Location identification items:
..........
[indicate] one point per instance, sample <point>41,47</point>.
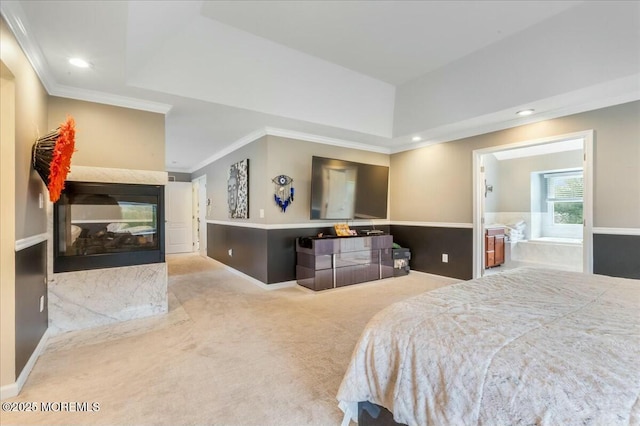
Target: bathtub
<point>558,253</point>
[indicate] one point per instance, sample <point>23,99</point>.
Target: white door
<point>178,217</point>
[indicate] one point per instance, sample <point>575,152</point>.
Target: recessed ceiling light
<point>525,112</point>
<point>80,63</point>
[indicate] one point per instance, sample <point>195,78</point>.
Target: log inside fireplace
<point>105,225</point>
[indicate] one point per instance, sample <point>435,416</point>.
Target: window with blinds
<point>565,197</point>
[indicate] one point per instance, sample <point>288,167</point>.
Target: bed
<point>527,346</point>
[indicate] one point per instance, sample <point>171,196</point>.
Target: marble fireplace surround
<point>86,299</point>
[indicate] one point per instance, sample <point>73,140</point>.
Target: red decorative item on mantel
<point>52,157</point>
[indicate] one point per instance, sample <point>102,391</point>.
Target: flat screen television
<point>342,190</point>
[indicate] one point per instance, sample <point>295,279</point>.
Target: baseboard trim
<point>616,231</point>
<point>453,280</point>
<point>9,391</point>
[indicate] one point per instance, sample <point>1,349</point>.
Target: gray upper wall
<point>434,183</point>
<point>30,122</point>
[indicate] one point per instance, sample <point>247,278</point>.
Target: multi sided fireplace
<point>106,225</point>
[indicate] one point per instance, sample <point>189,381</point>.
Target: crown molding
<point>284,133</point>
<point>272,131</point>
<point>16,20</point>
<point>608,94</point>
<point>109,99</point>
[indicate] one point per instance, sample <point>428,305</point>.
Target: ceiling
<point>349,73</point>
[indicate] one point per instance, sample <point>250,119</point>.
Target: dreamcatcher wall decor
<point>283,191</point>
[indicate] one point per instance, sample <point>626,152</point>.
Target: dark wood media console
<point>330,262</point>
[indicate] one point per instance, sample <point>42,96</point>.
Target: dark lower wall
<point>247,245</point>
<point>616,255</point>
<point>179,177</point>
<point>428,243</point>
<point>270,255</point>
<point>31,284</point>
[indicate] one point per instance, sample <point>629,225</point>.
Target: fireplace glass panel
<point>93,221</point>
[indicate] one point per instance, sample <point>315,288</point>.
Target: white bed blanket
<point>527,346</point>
..........
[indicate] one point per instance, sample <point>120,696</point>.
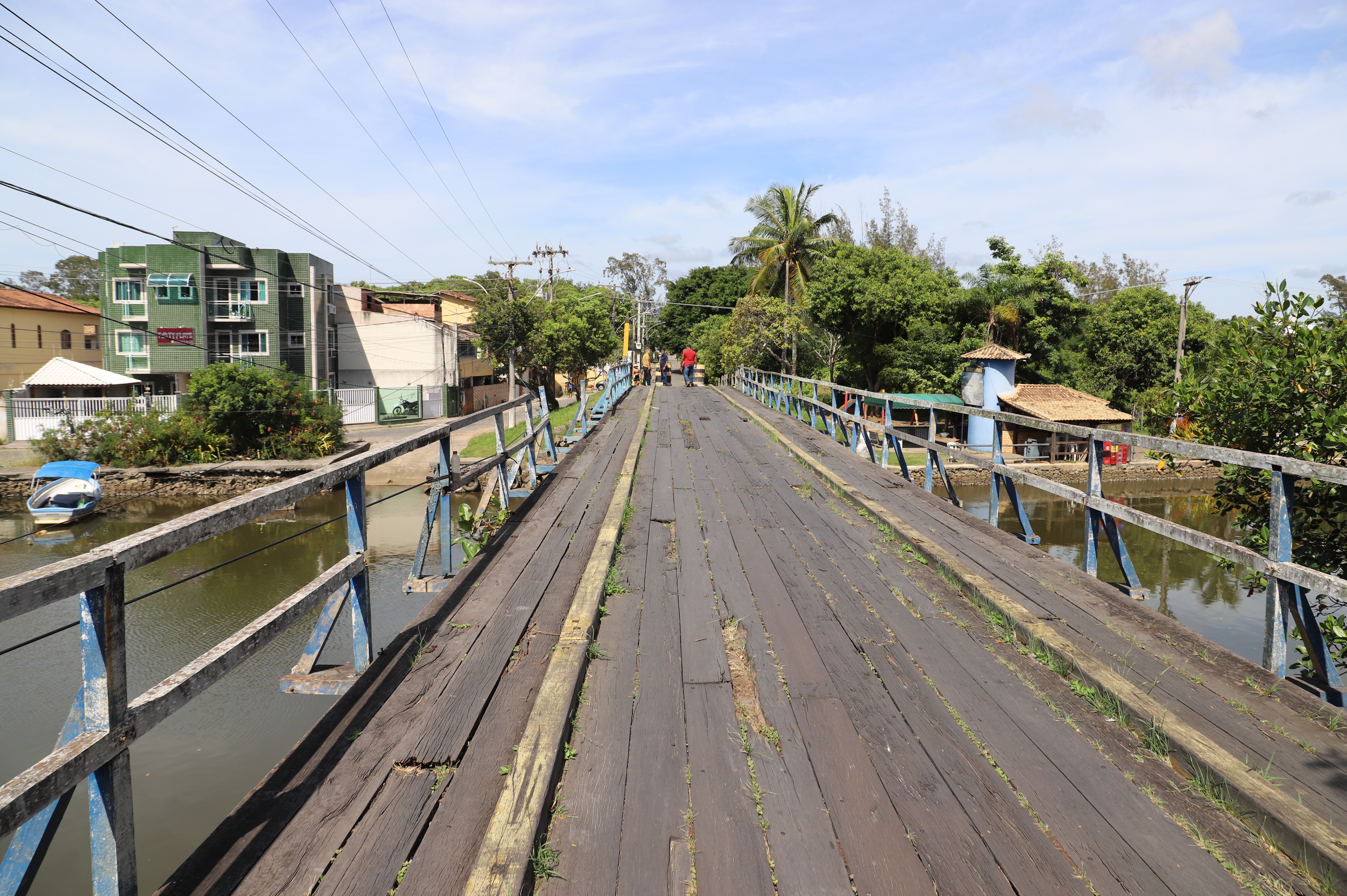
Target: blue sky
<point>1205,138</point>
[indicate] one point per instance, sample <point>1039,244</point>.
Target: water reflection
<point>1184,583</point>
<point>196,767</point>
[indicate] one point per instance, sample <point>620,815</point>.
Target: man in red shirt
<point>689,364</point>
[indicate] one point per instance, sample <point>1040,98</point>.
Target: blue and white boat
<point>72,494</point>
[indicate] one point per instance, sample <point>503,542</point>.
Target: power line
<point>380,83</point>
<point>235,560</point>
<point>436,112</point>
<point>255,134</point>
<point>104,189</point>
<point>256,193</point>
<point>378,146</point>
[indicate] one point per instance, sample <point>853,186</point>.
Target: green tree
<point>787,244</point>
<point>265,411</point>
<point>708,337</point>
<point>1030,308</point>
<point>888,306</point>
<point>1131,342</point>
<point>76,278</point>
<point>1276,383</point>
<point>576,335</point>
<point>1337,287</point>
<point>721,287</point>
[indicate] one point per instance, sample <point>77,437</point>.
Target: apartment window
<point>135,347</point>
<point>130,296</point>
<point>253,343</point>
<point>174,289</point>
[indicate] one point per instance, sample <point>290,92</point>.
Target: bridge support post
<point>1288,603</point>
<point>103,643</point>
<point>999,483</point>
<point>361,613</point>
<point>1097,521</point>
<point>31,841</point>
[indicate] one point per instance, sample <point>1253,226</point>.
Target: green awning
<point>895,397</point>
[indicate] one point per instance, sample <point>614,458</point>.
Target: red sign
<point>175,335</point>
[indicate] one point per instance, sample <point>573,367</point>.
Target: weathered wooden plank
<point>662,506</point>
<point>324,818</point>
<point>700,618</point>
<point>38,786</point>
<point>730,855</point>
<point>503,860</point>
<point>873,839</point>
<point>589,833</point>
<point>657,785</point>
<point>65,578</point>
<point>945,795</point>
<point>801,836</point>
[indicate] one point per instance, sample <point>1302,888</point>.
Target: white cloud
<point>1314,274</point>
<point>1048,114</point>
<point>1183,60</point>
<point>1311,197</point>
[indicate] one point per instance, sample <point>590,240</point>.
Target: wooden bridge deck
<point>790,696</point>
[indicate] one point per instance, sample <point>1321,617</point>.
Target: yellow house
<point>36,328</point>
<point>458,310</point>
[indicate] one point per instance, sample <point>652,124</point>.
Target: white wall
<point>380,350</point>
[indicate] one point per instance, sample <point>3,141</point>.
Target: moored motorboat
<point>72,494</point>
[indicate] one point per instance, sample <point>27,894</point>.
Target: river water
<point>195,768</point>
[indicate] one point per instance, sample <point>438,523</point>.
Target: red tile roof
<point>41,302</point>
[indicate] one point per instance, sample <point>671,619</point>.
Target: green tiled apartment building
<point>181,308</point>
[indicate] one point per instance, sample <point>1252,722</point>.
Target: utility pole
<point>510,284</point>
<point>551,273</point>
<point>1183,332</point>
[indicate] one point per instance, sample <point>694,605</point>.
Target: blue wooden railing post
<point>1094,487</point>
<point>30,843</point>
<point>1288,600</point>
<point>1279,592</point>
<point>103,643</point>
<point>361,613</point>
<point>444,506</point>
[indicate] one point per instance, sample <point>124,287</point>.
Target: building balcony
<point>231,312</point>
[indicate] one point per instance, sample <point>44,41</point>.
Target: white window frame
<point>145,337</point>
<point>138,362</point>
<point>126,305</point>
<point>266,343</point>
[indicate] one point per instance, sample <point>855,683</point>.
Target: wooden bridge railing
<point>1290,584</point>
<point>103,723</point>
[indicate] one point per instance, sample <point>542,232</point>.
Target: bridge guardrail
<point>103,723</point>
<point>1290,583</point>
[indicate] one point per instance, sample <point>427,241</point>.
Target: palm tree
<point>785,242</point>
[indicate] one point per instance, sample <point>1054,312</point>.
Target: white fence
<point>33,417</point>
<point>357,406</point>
..........
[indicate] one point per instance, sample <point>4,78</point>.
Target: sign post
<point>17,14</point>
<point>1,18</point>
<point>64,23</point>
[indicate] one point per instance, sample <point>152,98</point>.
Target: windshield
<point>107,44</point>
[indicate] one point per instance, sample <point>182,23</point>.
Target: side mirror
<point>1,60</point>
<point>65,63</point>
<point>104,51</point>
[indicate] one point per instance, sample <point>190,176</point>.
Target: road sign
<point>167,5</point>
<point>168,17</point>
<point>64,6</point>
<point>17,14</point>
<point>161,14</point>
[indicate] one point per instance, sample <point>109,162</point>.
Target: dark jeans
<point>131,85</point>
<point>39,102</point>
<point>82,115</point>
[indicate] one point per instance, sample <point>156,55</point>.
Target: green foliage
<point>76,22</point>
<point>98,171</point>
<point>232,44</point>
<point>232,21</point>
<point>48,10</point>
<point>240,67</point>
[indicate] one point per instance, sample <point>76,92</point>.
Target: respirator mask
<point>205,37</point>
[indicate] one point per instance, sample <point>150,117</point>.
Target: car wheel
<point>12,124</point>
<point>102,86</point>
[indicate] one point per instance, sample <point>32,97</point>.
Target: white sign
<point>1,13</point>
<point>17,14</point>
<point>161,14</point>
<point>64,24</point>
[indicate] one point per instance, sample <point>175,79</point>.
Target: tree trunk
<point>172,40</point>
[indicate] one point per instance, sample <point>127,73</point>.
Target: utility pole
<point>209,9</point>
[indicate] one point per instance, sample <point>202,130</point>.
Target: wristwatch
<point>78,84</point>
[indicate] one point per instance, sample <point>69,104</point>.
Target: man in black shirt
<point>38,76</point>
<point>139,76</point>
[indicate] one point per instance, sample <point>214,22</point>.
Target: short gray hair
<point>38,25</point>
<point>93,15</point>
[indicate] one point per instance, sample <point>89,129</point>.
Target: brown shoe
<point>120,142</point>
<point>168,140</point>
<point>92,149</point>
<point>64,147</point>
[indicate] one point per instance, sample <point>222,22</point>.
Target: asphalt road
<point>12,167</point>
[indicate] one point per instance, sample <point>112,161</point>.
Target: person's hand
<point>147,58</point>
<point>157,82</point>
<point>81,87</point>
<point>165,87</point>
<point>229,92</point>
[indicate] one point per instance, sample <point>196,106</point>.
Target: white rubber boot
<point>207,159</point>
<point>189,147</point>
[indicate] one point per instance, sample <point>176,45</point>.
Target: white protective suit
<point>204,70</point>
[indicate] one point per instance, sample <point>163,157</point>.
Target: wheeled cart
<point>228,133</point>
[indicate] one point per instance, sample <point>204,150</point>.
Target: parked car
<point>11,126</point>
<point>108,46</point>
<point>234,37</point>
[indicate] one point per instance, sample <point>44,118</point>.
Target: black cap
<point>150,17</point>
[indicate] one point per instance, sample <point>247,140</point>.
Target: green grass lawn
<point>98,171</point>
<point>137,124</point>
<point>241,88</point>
..........
OBJECTIVE:
Reproduce the lines starting at the one containing "instance, sample <point>1253,226</point>." and ending at the one containing "<point>380,350</point>", changing "wooden" to "timber" and keeping everything else the same.

FULL SOLUTION:
[indicate] one point per instance, sample <point>1253,226</point>.
Target: green awning
<point>895,397</point>
[indicate] one point per instance, sample <point>614,458</point>.
Target: red sign
<point>175,335</point>
[indicate] one point per instance, sample <point>573,367</point>.
Target: weathered timber plank
<point>662,506</point>
<point>324,818</point>
<point>700,618</point>
<point>38,786</point>
<point>730,855</point>
<point>503,860</point>
<point>873,839</point>
<point>589,833</point>
<point>657,785</point>
<point>65,578</point>
<point>945,795</point>
<point>801,836</point>
[indicate] one point per instance, sample <point>1302,888</point>.
Target: white cloud
<point>1314,274</point>
<point>1048,114</point>
<point>1183,60</point>
<point>1311,197</point>
[indicate] one point per instance, sample <point>590,240</point>.
Target: timber bridge deck
<point>790,696</point>
[indicate] one point per instance, sample <point>1321,617</point>.
Target: yellow house
<point>36,328</point>
<point>458,310</point>
[indicate] one point per instance, sample <point>652,124</point>.
Target: white wall
<point>380,350</point>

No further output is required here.